**Set problem**
The lines to be set down run from the line containing "of the black" through the final line of the data below; print them exactly and print nothing else.

==== Dataset records

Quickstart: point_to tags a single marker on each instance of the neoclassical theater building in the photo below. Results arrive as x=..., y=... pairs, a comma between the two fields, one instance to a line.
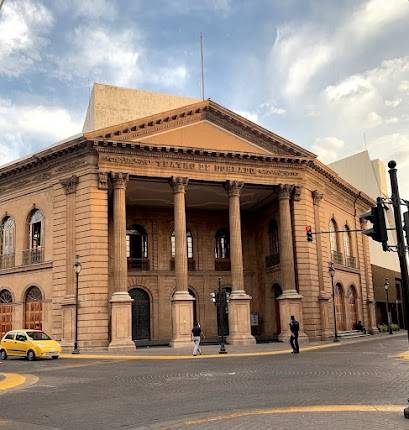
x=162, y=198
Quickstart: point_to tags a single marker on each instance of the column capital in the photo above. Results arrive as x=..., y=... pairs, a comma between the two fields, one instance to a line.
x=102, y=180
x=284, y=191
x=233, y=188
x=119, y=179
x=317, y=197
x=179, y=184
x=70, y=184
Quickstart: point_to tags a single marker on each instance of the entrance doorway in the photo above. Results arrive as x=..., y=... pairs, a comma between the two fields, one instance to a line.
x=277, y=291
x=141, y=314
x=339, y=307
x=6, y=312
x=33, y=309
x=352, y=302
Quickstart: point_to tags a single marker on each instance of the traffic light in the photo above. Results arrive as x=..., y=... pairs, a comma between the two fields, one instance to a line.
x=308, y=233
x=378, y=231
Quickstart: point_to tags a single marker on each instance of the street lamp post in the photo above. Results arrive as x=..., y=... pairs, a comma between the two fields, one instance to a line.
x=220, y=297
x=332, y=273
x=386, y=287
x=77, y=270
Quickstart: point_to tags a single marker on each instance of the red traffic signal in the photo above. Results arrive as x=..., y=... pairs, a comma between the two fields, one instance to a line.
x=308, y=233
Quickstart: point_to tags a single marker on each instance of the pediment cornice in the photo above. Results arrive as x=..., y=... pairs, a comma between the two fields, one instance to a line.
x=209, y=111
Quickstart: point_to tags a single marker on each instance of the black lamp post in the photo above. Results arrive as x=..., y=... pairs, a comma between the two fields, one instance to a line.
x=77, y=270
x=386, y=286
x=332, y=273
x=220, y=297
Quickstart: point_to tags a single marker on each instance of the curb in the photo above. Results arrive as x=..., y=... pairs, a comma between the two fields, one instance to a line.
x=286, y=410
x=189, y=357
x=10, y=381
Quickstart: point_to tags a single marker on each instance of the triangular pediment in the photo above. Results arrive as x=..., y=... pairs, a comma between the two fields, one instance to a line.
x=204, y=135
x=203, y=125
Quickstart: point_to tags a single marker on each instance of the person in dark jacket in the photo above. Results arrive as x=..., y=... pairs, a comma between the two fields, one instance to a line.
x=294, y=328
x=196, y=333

========

**Answer for this exercise**
Quickstart: point_to tags a single marker on each instance of the black lamp post in the photo above. Results arrive as x=..., y=... pairs, a comma between the two fields, one instance to a line.
x=77, y=270
x=386, y=286
x=332, y=273
x=220, y=297
Quickstart: point_to tags a single marker on each instance of the curb in the photo above. Results arrive as x=..., y=... pairs, a comma between the two fields, one instance to a line.
x=286, y=410
x=189, y=357
x=10, y=381
Quickstart: point_to tags a single marker on each instance of the triangular pediment in the photo above. Results arrive as x=..., y=... pairs, a comma between the two fields, one instance to a line.
x=204, y=135
x=203, y=125
Quickstart: point_to tags a single marker on each instance of the person in dark jacket in the photo above. Results arrive as x=..., y=... pairs, a comma between the two fields, one instance to a line.
x=294, y=328
x=196, y=333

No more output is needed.